(begin)

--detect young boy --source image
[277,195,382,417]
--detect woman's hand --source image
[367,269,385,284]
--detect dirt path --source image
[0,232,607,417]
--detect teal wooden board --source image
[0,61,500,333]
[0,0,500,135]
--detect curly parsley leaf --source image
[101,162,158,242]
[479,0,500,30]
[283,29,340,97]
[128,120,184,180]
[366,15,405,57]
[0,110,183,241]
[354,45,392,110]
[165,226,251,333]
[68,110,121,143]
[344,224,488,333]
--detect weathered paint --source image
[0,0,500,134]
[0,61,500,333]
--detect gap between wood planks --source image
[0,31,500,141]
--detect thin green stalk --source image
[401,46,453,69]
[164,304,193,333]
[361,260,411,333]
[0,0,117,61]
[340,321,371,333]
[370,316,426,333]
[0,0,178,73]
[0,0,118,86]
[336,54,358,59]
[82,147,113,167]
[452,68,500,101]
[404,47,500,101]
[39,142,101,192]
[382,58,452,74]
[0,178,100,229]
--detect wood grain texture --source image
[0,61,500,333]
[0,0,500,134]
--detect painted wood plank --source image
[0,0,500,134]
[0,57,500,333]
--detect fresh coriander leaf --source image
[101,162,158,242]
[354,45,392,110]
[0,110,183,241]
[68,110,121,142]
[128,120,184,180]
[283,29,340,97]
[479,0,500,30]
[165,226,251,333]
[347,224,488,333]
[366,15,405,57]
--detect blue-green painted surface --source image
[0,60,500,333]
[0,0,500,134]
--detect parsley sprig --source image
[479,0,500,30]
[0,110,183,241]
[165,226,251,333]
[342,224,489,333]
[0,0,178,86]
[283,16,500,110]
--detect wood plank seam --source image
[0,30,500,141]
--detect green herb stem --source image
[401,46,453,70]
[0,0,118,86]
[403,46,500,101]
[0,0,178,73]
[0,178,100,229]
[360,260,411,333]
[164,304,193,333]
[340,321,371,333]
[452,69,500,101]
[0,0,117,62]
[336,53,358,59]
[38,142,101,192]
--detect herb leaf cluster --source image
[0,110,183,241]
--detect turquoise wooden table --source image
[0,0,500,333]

(end)

**Objective:**
Starting with the line that contains "--detect herb leaf cluster --source image" and continuing to the end of the material, write those lines out again with "turquoise" swapped for "aqua" and everything else left as it is.

**Result of the exercise:**
--detect herb leaf cluster --source image
[0,110,183,241]
--detect aqua wooden table --source image
[0,0,500,333]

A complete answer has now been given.